◆ Brano di partenza

========================================

All’epoca dell’uscita del film la sanità in Italia era gestita in maniera diversificata da vari istituti mutuo-previdenziali. “Fino al 1978, la sanità pubblica era organizzata sul modello delle assicurazioni sociali categoriali, come le casse mutue malattia per i lavoratori dipendenti, gli statali, i lavoratori autonomi, dove il diritto alle prestazioni scaturiva da prelievi sulla busta paga e da contributi dei datori di lavoro”, spiega Andrea Filippetti dell’Istituto sui sistemi regionali federali e sulle autonomie “Massimo Severo Giannini” (Issirfa) del Cnr.
Per le prestazioni di emergenza non coperte dalla mutua e per i cittadini indigenti esisteva il cosiddetto “medico condotto”, dipendente dal Comune, che si occupava anche di igiene e salute pubblica. Un sistema sanitario scoordinato che non teneva conto della natura complessa e interdipendente delle varie patologie, per cui bisognava rivolgersi a istituti diversi a seconda della malattia. Lo spartiacque fra il sistema delle mutue e l’attuale Servizio sanitario nazionale (Ssn) è la legge 833 del 1978, con la nascita delle Usl, Unità sanitarie locali, che comprendevano servizi di base e specialistici di medicina ospedaliera e di urgenza, garantiti a tutti i cittadini e non solo ai lavoratori. “Il funzionamento e il finanziamento del Ssn sono fondati sul principio costituzionale della tutela alla salute (art. 32) e sui principi della universalità, uniformità e solidarietà”, continua Filippetti. “Dal 1978, il sistema di finanziamento del sistema sanitario viene imperniato integralmente attorno al ruolo dello Stato centrale, secondo un modello di finanza derivata. Lo Stato raccoglieva il gettito e lo ripartiva tra le Regioni, attraverso trasferimenti, all’interno del Fondo sanitario nazionale”.

========================================

◆ Materiale fornito
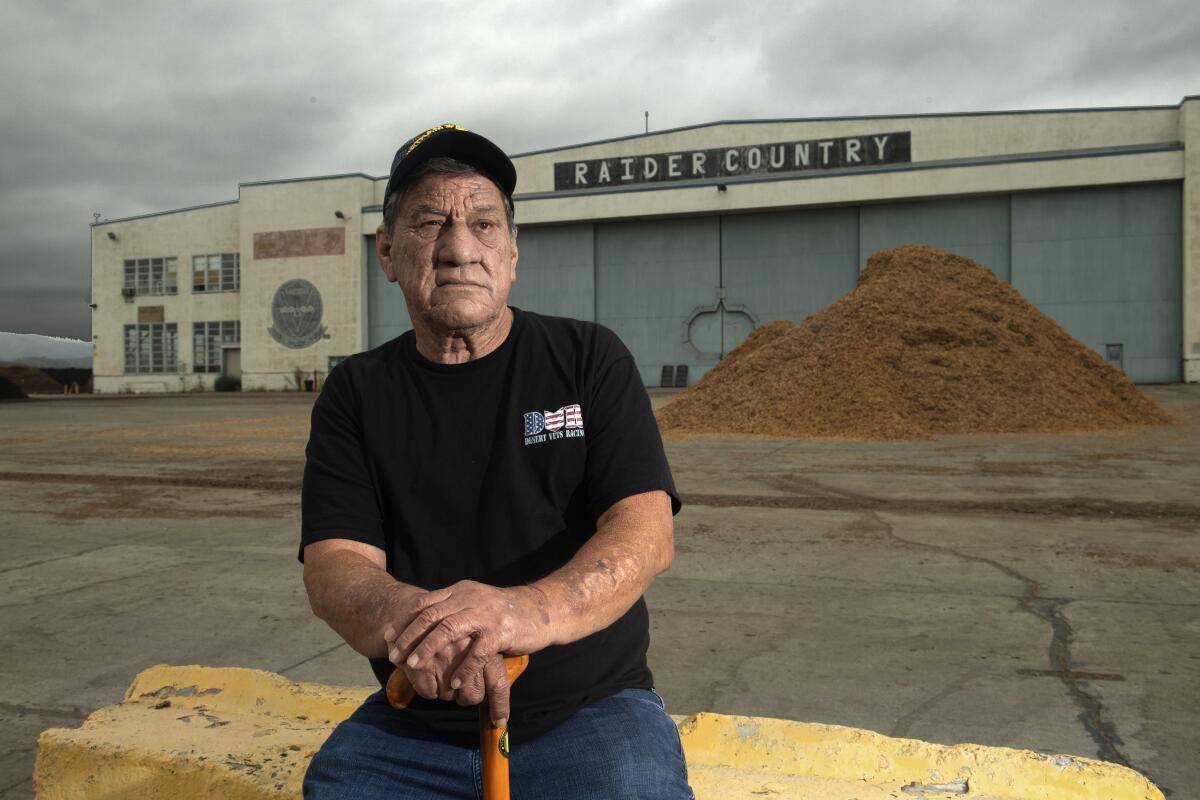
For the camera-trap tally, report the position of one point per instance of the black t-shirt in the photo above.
(492, 470)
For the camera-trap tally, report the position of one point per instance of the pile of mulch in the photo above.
(928, 343)
(30, 380)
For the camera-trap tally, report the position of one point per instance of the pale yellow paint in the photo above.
(244, 734)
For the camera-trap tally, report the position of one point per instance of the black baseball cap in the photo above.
(453, 142)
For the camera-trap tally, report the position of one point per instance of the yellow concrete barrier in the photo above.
(244, 734)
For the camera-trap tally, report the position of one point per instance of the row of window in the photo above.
(154, 347)
(211, 272)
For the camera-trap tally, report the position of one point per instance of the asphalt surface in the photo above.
(1026, 591)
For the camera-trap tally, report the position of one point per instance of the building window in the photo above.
(216, 272)
(207, 342)
(151, 276)
(150, 347)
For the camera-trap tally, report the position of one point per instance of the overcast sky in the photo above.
(135, 106)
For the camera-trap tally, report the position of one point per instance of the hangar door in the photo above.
(649, 278)
(1108, 265)
(687, 292)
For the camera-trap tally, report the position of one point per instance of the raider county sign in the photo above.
(778, 158)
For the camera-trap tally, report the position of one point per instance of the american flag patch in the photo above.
(569, 417)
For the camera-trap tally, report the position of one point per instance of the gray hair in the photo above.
(441, 166)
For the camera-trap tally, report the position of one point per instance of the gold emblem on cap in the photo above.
(445, 126)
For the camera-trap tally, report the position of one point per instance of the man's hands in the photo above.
(454, 648)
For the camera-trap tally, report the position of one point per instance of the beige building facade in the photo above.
(675, 238)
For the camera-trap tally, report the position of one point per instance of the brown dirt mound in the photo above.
(10, 390)
(928, 343)
(30, 380)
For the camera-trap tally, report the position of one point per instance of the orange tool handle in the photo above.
(493, 743)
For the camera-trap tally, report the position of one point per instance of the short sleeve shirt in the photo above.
(492, 470)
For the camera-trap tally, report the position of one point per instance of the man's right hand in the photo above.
(455, 644)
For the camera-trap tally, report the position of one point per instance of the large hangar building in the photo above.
(683, 240)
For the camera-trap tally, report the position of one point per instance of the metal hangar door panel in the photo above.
(556, 271)
(973, 227)
(1107, 264)
(786, 265)
(387, 312)
(651, 276)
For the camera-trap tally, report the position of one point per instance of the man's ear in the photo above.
(383, 250)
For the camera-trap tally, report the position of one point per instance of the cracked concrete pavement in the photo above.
(1026, 591)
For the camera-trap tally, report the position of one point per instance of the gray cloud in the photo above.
(143, 106)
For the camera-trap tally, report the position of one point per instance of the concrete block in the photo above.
(244, 734)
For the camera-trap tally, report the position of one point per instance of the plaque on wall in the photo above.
(295, 311)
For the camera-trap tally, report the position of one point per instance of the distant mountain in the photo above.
(37, 350)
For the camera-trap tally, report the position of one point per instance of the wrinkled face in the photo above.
(451, 252)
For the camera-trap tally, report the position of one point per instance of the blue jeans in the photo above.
(621, 747)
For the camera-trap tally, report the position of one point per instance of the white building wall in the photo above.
(297, 206)
(181, 234)
(1189, 133)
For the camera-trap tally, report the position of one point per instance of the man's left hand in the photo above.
(463, 631)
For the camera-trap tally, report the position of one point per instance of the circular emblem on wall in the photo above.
(295, 311)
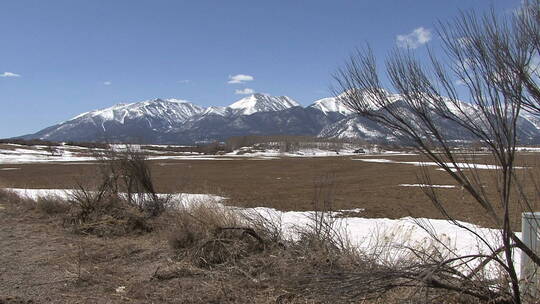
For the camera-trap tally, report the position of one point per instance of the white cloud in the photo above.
(9, 74)
(240, 78)
(414, 39)
(459, 82)
(245, 91)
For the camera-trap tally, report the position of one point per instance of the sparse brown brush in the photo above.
(52, 205)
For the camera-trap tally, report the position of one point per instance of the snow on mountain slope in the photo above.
(534, 119)
(170, 110)
(262, 103)
(331, 104)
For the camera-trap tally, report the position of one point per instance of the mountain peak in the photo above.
(331, 104)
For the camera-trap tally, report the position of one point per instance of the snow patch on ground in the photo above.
(365, 233)
(458, 165)
(427, 186)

========================================

◆ Consegna
In base al brano sulla sanità in Italia, rispondi alle domande.
(a) Fino a quale anno la sanità pubblica era organizzata sul modello delle assicurazioni sociali categoriali?
(b) Da quale ente dipendeva il "medico condotto"?
(c) Quali strutture nacquero con la legge 833 del 1978?

◆ Soluzione
(a) Fino al 1978.
(b) Dal Comune.
(c) Le Usl, Unità sanitarie locali.